**Stated exercise:**
In the listing below, rewrite the lines starting at the one containing "Q: Can you identify the bounding box of the central" and ending at the one containing "[500,221,578,273]", swapping "carving" for "sculpture" and changing nothing else.

**** Task material ****

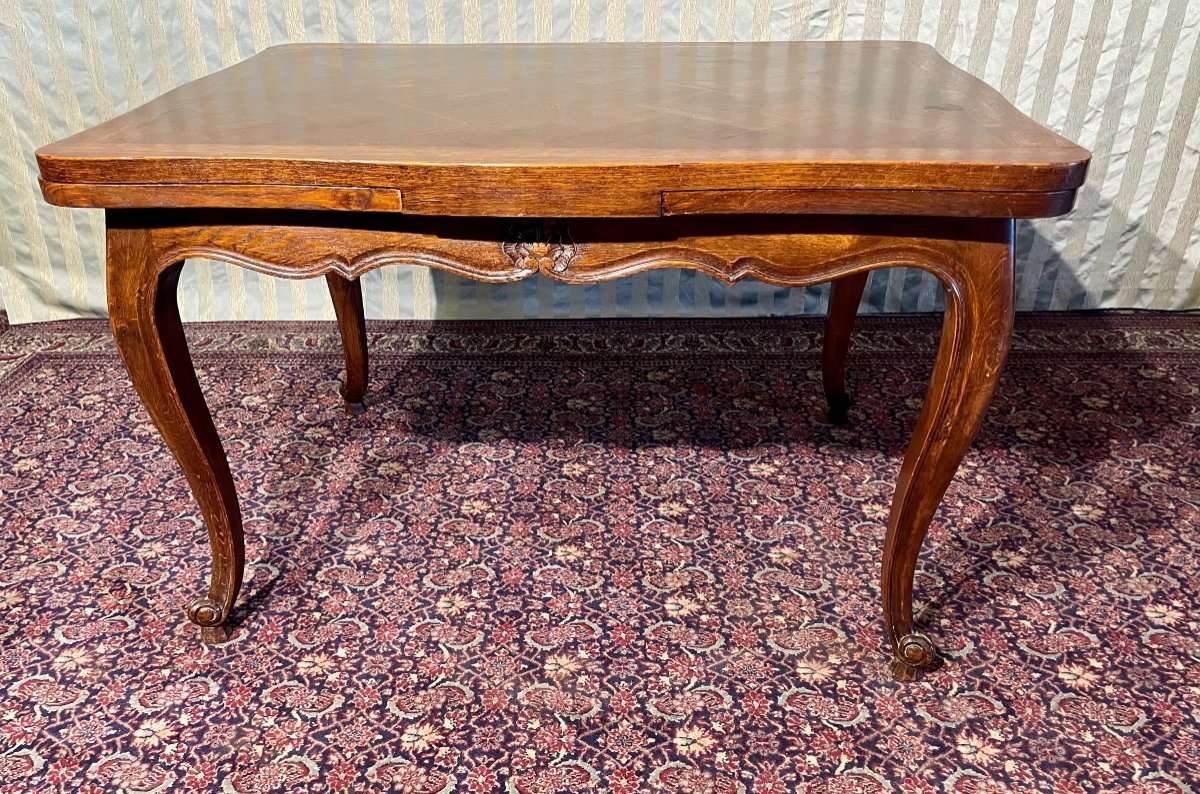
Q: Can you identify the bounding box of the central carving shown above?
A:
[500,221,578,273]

****
**** Task material ****

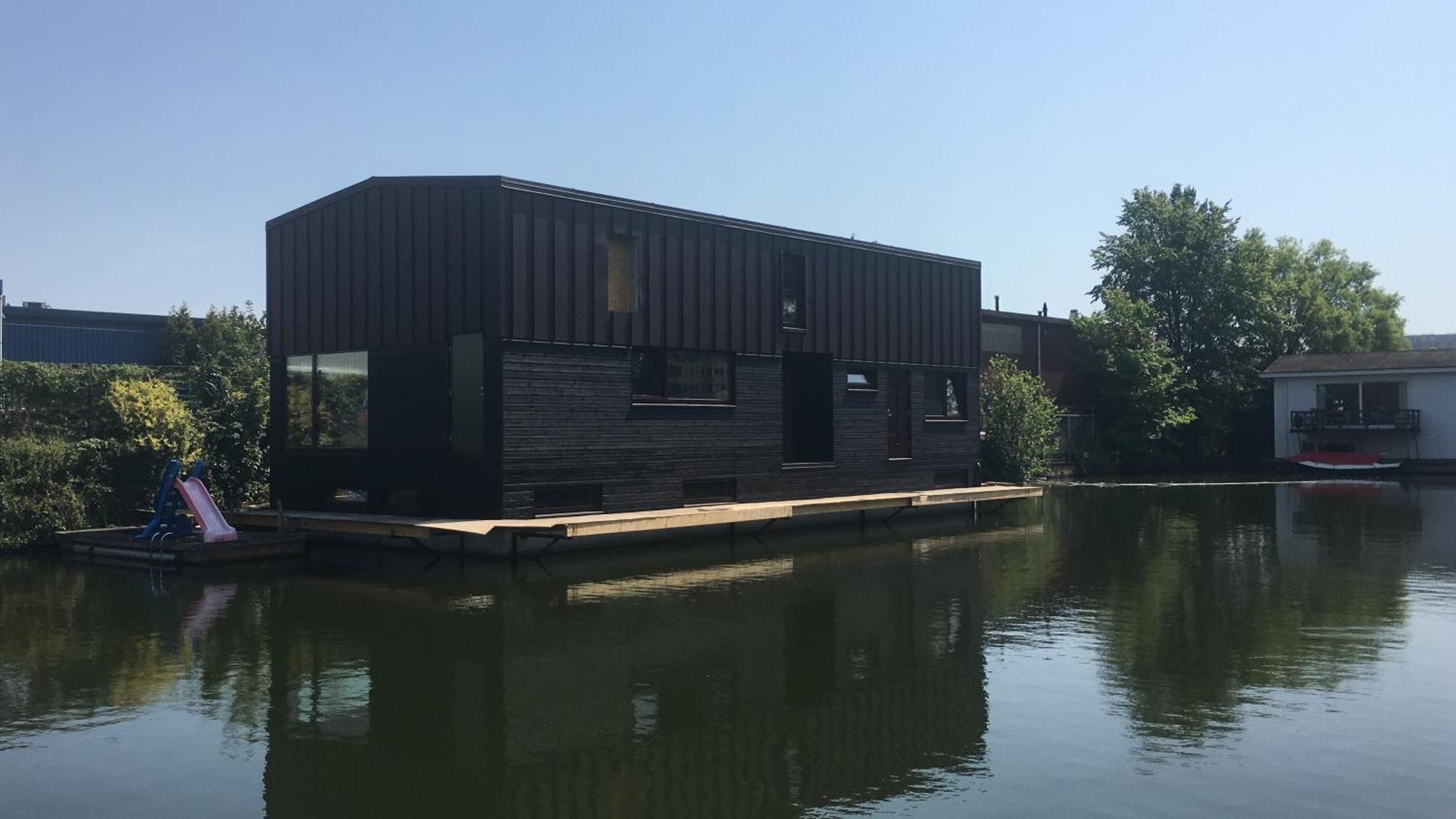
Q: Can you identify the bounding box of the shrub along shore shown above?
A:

****

**The completed task:**
Q: Can you identify the bounding box of the central sculpture shown above?
A:
[500,221,578,273]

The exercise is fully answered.